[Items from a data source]
****

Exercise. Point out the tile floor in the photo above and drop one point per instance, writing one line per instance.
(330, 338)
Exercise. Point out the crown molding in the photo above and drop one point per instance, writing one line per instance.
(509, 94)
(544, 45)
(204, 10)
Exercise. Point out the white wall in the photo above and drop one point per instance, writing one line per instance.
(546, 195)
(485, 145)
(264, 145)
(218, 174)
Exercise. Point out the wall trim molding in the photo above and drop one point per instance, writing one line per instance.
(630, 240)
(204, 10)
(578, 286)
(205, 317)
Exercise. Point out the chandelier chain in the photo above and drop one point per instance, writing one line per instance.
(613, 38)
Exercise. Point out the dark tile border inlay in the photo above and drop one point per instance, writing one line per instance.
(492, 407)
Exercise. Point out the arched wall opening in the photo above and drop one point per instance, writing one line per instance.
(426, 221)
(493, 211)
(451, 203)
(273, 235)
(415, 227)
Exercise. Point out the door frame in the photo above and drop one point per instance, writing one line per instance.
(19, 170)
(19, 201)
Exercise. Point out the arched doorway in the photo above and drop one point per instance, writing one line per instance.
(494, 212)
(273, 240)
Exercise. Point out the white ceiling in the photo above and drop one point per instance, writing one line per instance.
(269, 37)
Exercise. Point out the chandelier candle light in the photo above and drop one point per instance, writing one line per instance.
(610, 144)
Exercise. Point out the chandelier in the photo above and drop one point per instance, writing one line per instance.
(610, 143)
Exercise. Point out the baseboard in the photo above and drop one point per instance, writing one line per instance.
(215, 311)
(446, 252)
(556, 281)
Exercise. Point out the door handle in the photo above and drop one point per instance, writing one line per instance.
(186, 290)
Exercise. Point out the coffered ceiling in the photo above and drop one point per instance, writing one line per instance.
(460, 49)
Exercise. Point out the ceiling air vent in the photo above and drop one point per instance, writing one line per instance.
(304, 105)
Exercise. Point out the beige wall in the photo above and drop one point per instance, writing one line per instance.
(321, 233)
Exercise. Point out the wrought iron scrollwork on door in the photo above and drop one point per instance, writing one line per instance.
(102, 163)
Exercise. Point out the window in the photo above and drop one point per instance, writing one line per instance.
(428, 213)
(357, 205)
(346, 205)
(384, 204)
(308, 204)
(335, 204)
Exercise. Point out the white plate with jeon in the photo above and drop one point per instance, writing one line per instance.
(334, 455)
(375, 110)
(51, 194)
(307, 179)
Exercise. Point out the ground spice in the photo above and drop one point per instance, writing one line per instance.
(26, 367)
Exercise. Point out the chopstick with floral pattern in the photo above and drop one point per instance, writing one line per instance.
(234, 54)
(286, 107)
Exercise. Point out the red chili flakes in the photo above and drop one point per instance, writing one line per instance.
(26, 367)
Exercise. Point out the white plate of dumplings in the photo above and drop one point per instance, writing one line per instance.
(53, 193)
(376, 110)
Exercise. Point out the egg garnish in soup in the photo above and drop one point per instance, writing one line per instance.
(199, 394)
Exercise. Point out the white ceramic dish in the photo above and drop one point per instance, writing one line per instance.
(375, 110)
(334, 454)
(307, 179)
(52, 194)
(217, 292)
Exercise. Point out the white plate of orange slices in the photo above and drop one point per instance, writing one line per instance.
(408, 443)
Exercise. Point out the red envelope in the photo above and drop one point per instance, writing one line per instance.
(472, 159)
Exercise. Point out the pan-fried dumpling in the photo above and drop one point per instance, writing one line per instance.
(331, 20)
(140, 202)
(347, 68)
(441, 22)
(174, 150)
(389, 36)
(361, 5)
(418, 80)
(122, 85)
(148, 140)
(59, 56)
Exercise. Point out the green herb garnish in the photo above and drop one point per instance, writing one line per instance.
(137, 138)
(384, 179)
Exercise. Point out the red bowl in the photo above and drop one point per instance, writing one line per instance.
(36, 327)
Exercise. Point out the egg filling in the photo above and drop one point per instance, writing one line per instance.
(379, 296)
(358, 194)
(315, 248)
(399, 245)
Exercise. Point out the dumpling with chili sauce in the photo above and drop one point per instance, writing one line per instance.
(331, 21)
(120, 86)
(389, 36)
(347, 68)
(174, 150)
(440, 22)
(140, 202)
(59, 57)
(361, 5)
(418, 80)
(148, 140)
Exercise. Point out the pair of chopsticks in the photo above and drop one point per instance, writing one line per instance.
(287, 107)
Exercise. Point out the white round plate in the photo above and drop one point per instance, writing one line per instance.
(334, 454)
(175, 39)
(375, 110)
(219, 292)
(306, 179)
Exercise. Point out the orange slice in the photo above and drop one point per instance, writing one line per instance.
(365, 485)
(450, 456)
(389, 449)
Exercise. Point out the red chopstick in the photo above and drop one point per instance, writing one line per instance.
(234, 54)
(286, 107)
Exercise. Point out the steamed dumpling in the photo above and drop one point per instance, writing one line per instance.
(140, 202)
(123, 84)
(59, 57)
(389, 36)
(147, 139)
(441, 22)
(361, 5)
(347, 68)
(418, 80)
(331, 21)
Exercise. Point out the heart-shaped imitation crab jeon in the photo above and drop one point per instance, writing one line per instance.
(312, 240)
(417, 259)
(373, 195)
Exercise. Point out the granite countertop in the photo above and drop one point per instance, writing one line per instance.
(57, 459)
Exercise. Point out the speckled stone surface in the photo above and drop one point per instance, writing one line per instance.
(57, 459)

****

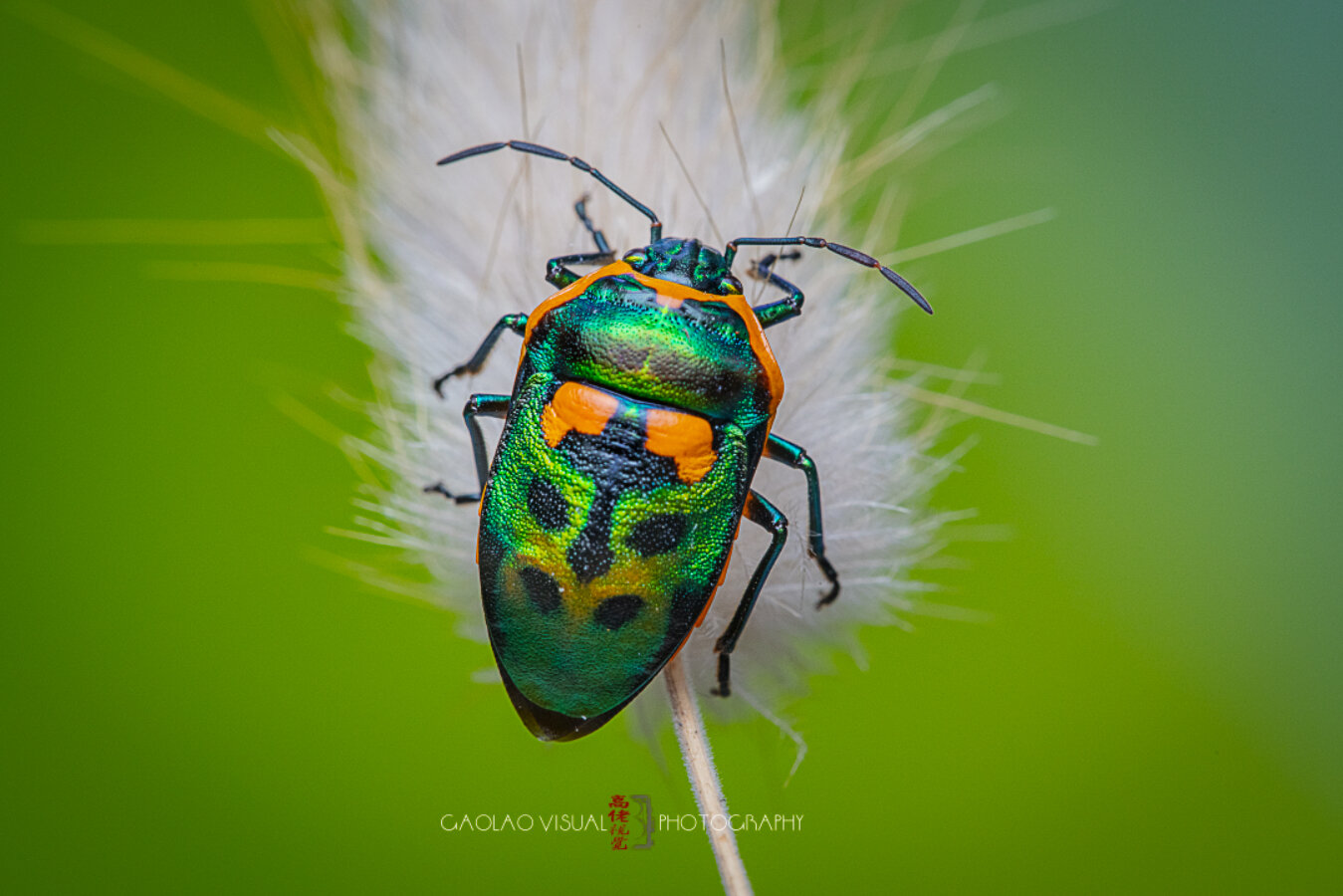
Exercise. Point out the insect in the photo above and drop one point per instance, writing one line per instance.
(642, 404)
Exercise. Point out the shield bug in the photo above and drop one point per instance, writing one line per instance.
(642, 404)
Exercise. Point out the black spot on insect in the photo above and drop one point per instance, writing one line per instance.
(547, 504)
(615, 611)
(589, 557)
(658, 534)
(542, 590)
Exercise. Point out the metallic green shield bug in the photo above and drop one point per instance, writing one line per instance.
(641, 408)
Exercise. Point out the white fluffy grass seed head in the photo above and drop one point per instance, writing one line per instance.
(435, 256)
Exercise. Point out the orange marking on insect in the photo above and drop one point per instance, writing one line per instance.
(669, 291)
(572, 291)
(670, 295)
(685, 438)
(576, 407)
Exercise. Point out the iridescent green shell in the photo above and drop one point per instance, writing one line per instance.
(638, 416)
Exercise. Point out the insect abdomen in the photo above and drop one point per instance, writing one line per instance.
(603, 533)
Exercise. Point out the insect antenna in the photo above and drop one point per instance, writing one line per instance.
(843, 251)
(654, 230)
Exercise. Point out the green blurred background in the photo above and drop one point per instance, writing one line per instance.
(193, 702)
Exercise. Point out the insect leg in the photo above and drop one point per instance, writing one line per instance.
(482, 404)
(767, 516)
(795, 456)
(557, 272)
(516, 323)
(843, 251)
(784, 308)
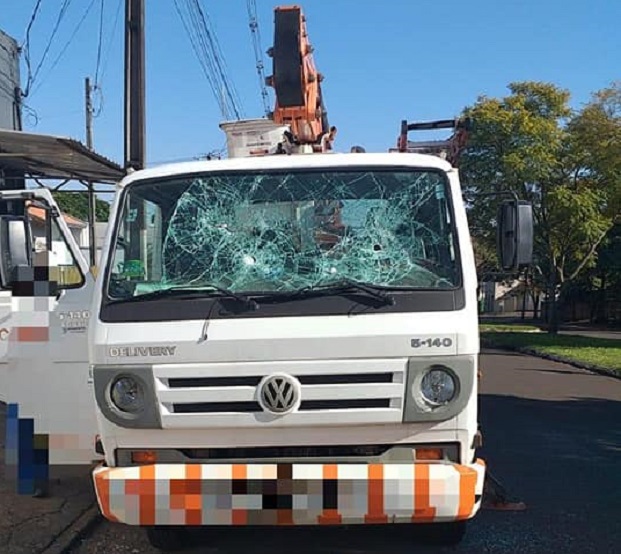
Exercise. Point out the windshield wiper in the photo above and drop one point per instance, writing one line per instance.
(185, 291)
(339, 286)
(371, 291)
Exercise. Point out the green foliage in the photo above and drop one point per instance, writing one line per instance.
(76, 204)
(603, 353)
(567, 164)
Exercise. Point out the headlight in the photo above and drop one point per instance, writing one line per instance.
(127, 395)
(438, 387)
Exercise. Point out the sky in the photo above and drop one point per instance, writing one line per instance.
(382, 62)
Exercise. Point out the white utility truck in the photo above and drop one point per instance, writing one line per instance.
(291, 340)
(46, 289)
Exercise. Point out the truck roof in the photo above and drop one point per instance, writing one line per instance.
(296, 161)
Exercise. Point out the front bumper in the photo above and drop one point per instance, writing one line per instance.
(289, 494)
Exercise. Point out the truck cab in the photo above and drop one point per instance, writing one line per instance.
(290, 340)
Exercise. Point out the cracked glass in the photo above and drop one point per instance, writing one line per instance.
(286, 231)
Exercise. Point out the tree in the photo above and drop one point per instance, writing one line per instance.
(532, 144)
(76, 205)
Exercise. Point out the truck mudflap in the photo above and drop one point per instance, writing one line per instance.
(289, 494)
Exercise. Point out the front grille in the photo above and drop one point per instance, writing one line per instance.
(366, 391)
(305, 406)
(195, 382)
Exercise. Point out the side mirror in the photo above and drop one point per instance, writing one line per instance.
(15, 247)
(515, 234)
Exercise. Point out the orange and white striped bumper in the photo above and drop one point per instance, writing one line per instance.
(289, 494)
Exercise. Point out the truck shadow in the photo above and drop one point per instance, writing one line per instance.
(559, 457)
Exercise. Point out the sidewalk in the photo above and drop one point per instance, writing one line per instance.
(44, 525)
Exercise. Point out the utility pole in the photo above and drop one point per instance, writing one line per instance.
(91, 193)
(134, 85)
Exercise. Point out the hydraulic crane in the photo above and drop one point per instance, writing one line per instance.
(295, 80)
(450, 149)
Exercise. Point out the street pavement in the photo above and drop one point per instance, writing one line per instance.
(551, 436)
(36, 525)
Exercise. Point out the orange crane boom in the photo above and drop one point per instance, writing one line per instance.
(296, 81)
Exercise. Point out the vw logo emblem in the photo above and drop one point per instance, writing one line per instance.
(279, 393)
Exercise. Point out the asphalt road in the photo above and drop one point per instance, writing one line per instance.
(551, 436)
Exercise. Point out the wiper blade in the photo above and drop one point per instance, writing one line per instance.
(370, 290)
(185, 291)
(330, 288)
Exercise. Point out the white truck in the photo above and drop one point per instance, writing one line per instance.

****

**What you need to do:**
Return a word-for-word copy of the lines above from the one holding "Exercise. Point out the side mirror" through the one holding "Exercise. Point out the white truck", with both of them included and nothing besides.

**Finished exercise:**
Exercise. Point out the side mirror in the photo above and drop one point per instance, writing one line per instance.
(15, 247)
(515, 234)
Exercise. Point out the orange and white striped bumper in the photo above and drop one point per instance, writing one line per instance.
(289, 494)
Exercise. Point out the truck shadow in the photo above and drop one point per instance, writing one line per instance.
(559, 457)
Exercise. Point out the sidewalk in the photo above and drop one point per instance, writing one line per instance.
(44, 525)
Exercise. Point out the utility pole in the photo above and drop one point per instance, writing one line per instance.
(91, 193)
(134, 85)
Exercise. Point out the hydraulic crane in the photo above and drop one point per instance, writing one line per instance.
(295, 80)
(450, 149)
Exercise. Point out the street pavement in the photo above and drop one point per instance, writing one line per instance.
(551, 436)
(36, 525)
Exercise. Point out the orange crane boom in the photo above and drop one point per instance, writing one line per instance.
(296, 81)
Exercise. Point out the vw logo emblem in the photo above and drop one point per instance, writing one line per instance.
(279, 393)
Exercise. Point out the asphalt road in the photo above and drop one point per instance, writing one line per instance.
(551, 436)
Exercise. Point out the wiper blade in the photo above and drop one point per instance, writing one line per instance.
(370, 290)
(185, 291)
(330, 288)
Exercise. Point out the white truck in the photo above and drop one point per instance, writing one line per instance.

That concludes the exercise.